FRAGMENTO PARA LEER.
··········

Samara Martínez padece una enfermedad renal terminal y ante dos trasplantes de riñón fallidos, piensa en la eutanasia como opción. Nadie más que una persona que sufre de esa manera sabe lo que esto implica: dejar de sufrir y dejar de vivir, porque la vida duele más que la propia muerte.
Casos como el de Samara nos hacen reflexionar más allá de las teorías y las nociones sobre la muerte, la vida y la eutanasia, porque nos trasladan a esos misterios de la vida humana inentendibles y profundamente conmocionantes.
Una enfermedad terminal se define como aquella incurable, crónica, degenerativa y con un pronóstico de vida de menos de 6 meses y, aunque esto último es, por demás, inexacto e incierto, la sentencia está cantada y es entonces cuando sobreviene la pregunta por el sentido o no de esos últimos alientos.
La respuesta desde una postura conservadora son los cuidados paliativos pero éstos, a menudo no desaparecen síntomas incómodos como el dolor o la disnea (dificultad para respirar) pero su acción se encuadra en un tiempo limitado, donde pretendemos encontrar ese sentido de vida y ese alivio psicológico y espiritual; aunque muchas veces son atinados y esperanzadores ¿cómo encontrar sentido a toda una vida en tan sólo, en el mejor de los casos, seis meses?
La respuesta del lado opuesto es la eutanasia o el suicidio asistido, como si el empoderamiento para decidir cuándo morir disminuyera el miedo que le tenemos a la muerte misma.
En cualquiera de los dos casos, la muerte es una incógnita que no avisa, incluso cuando se planea, puede o no acontecer.
Quizá por esto, la muerte nos asusta y nos cuestiona, nos interpela y nos incomoda, la evadimos, nos reímos de ella, la metemos debajo de la alfombra o la olvidamos en un bolsillo del pantalón que llevamos puesto. Somos incapaces e impotentes frente a ella pues se alimenta de nuestra vulnerabilidad y de la frágil existencia que nos sostiene.
Sin embargo, es nuestra única verdad y en ella se reflejan nuestros más oscuros miedos e inseguridades.

··········

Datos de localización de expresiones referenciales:
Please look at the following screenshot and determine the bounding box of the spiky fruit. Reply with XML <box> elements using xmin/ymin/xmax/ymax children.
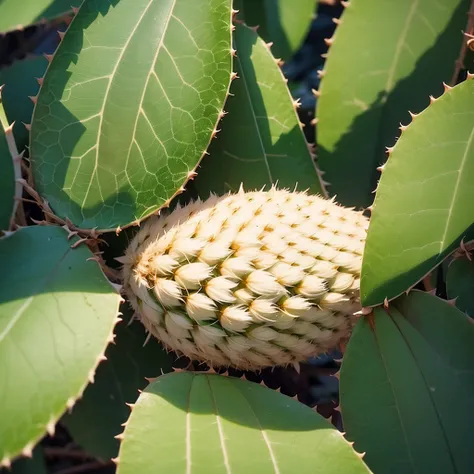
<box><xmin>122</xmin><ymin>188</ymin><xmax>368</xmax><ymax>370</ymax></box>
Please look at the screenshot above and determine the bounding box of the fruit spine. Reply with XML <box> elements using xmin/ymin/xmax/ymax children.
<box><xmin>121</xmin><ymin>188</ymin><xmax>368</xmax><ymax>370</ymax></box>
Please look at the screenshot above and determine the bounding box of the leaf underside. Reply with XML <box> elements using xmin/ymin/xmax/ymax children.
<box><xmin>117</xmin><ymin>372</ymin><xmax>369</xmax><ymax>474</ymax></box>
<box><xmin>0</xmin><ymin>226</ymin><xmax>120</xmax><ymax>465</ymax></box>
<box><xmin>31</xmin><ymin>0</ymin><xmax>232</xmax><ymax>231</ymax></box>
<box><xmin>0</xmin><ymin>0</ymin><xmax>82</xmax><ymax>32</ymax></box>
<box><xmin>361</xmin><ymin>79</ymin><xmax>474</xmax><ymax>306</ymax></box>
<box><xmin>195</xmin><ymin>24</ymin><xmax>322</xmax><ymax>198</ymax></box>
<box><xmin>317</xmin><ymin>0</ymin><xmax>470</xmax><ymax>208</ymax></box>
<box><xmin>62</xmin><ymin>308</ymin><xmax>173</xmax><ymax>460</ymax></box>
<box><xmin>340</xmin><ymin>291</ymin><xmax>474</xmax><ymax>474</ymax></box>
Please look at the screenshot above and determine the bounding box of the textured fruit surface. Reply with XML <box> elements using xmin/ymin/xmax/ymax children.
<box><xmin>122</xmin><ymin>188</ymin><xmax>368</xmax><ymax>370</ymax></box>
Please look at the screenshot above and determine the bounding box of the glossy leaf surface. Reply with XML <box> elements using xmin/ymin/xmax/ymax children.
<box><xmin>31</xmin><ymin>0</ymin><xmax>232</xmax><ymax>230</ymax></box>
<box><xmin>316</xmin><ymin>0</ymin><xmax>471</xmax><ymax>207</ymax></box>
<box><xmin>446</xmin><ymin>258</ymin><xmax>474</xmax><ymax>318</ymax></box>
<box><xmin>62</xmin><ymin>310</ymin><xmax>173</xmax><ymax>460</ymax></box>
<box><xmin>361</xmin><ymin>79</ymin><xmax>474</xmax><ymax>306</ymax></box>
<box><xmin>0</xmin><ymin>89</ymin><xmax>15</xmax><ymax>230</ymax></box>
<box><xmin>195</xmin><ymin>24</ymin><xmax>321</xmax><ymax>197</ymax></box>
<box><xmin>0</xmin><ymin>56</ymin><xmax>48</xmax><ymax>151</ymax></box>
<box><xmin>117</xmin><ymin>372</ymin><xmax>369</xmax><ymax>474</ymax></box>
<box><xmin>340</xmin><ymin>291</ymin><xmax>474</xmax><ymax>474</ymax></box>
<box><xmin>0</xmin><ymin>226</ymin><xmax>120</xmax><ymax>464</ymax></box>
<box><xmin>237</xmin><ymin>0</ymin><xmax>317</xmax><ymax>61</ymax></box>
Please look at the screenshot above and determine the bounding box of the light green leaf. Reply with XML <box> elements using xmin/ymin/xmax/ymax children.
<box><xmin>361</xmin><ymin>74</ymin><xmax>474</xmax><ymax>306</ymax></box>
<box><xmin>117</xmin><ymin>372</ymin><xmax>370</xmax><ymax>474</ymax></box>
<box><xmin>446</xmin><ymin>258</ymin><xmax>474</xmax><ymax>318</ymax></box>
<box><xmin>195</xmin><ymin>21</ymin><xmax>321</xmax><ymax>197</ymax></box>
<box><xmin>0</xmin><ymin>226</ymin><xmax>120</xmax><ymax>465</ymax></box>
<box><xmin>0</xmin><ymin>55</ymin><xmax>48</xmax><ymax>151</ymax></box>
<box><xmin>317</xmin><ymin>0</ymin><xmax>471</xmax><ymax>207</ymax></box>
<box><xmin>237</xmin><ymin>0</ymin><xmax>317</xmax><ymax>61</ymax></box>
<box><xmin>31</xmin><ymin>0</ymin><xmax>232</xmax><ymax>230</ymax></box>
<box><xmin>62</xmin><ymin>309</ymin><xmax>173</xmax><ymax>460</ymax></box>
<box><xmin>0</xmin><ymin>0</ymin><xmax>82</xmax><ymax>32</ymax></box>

··········

CONSIGNA DE TRABAJO.
Responde, por favor, estas preguntas sobre el texto de la eutanasia:
1. ¿Cuántos trasplantes de riñón fallidos ha tenido Samara Martínez?
2. ¿Qué pronóstico de vida forma parte de la definición de enfermedad terminal?
3. ¿Qué significa "disnea"?

RESPUESTA ESCRITA.
1. Dos.
2. Menos de 6 meses.
3. Dificultad para respirar.